From the first line through the line containing "Target: tree line", transcribe the records exactly and include no other lines.
═══ Given data
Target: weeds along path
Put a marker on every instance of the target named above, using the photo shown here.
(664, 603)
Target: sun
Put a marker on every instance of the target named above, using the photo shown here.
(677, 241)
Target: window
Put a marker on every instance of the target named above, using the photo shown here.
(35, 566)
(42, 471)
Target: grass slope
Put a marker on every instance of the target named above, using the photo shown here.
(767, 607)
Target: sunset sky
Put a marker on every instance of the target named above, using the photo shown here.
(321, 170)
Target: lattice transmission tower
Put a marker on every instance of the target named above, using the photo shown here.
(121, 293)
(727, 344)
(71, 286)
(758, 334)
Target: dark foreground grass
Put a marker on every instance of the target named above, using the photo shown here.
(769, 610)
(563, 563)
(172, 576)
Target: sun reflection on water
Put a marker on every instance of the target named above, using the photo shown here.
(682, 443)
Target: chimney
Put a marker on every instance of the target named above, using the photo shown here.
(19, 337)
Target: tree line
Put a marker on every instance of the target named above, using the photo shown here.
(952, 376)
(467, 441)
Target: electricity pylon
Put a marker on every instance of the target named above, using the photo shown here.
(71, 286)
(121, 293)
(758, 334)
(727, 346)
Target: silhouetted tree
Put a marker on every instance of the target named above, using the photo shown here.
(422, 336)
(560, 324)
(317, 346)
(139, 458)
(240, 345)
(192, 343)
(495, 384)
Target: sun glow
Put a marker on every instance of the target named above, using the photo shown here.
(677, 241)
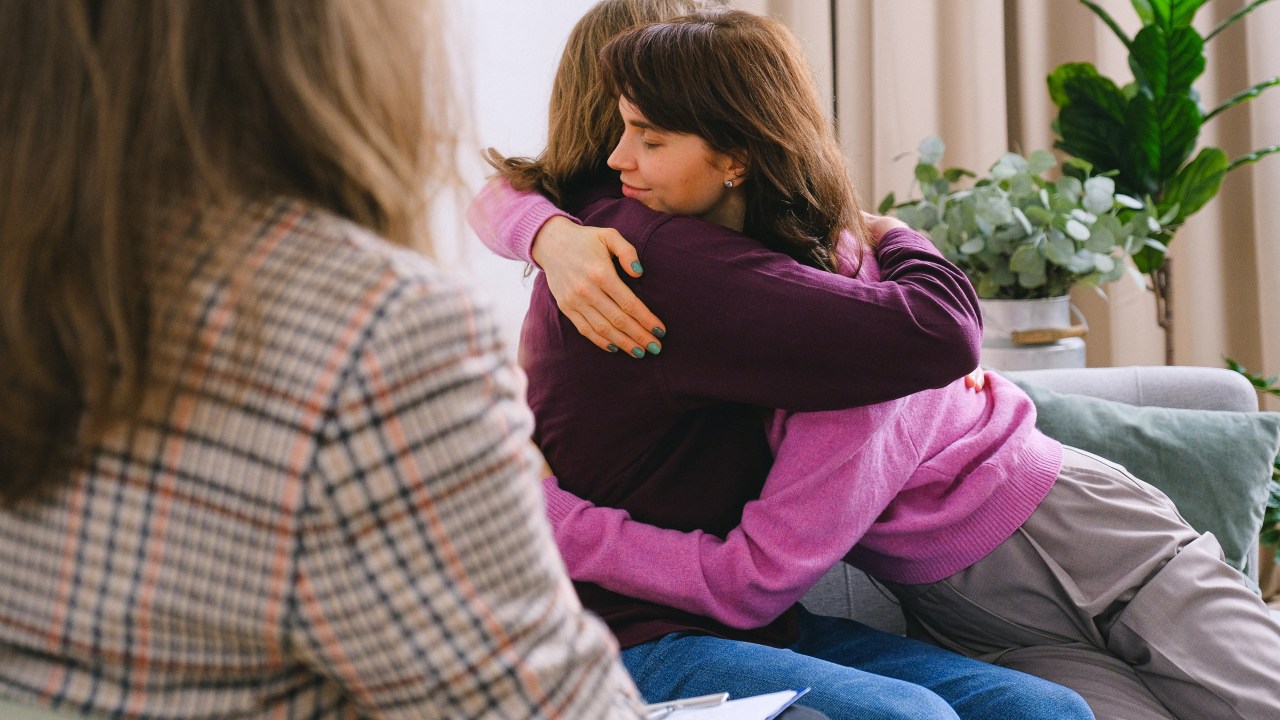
══════
*Solution for this task*.
Target: weeds along path
Put a marker on every instance of the target named above, using the photo shown here.
(664, 603)
Target: sun
Put a marker on every instance of the target named above, using the photo shown here.
(677, 241)
Target: window
Put a marker on every instance of the target named above, using the photo shown here.
(35, 566)
(42, 471)
Target: grass slope
Put a marker on every instance of the target named above, using the photo shown here.
(767, 607)
Target: sunset sky
Put a marker on every instance of the target named above, using the photo shown here.
(321, 170)
Target: lattice transmission tower
Put a marker on every instance of the target named above, using the photo shown here.
(121, 293)
(727, 344)
(71, 286)
(758, 334)
Target: dark foreground grass
Put a marker on every instance of the target named above, using the photo shown here.
(769, 610)
(563, 563)
(172, 576)
Target: sun reflection on water
Put a marker on every instance of the target named above, using the photo shown here.
(682, 443)
Target: chimney
Put a marker on every instance of the target named above, using the photo shown here.
(19, 337)
Target: tree line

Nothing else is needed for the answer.